[Stored data entries]
______
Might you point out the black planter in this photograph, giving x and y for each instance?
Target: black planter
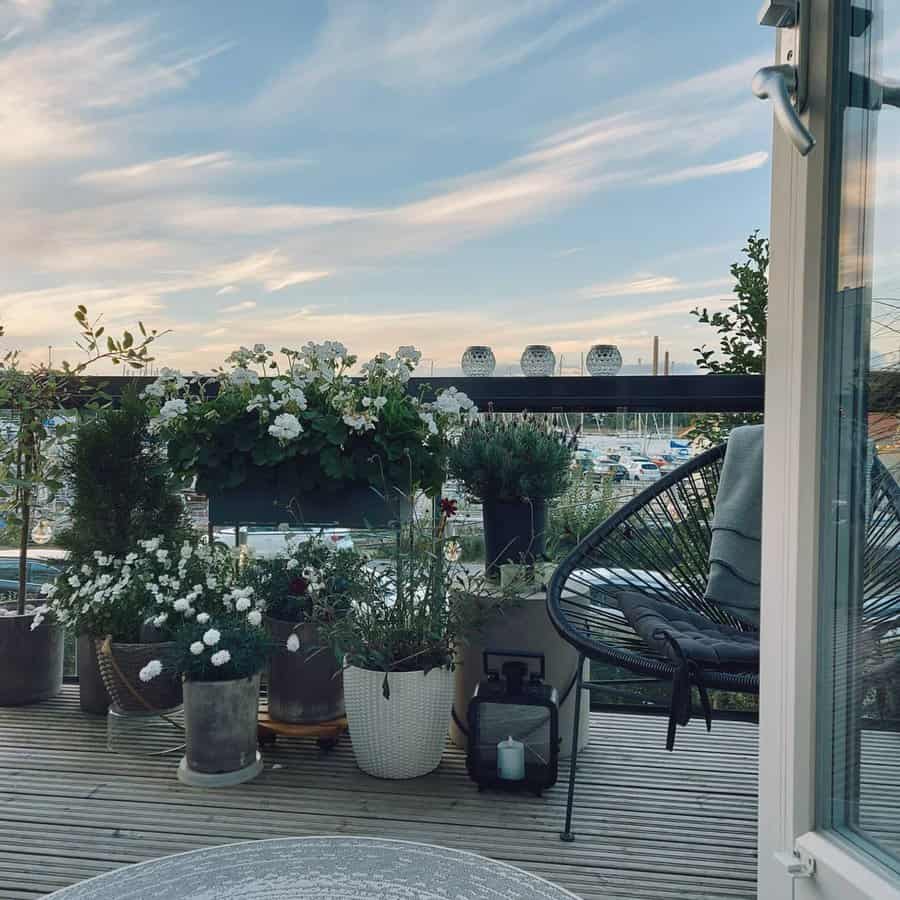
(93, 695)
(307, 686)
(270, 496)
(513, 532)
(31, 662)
______
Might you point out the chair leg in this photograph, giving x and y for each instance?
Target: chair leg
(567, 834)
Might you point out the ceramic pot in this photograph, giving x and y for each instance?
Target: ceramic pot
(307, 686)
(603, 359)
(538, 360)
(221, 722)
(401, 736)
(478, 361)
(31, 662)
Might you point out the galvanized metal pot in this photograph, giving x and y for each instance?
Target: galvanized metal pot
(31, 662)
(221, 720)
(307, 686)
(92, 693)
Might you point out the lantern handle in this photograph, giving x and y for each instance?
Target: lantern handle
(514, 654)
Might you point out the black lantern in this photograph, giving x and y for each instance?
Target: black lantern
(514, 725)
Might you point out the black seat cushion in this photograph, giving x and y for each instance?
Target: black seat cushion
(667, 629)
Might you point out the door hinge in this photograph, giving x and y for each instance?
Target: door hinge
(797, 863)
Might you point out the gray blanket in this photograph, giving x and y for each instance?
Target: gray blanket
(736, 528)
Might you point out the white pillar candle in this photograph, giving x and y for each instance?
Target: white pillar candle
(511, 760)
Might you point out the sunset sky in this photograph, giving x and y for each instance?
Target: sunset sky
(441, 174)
______
*REQUIRED TASK:* State the number of lines in the records that contain the string "planter". Provide only the number.

*PROBLEM SOLUTION:* 2